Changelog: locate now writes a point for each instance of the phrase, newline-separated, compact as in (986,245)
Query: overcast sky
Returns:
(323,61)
******
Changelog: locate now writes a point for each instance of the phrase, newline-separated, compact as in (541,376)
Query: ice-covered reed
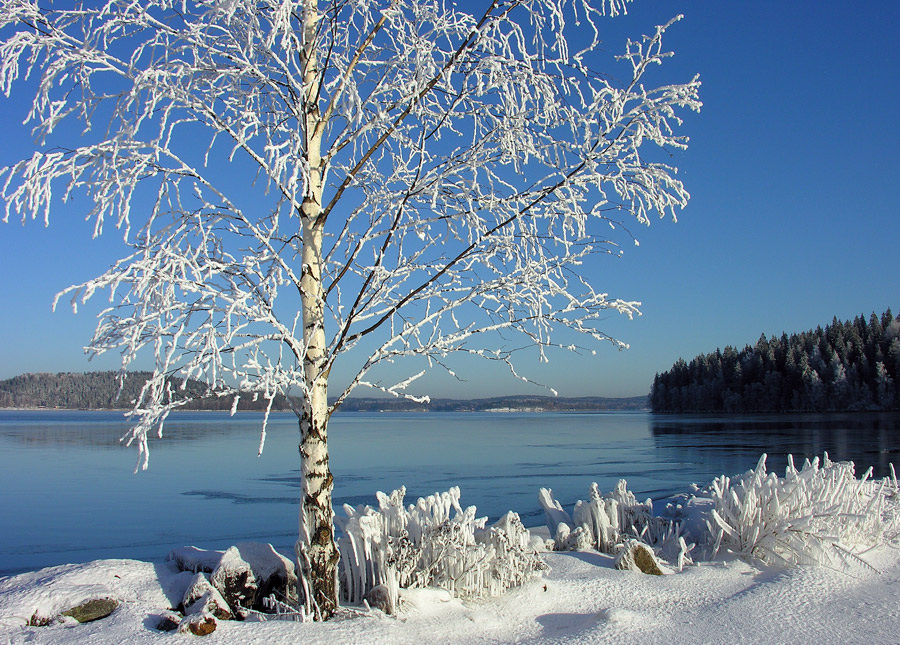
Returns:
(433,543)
******
PROBLEM TO SOLVE: Write out every line from the data above that includes "each".

RESPONSE TO THIS TASK:
Changelog: locate now writes a point for each instance of the phrase, newline-separated, compact as in (986,245)
Changelog: locate now writes a point for each instance of the phrase, newline-separated, compact as in (541,376)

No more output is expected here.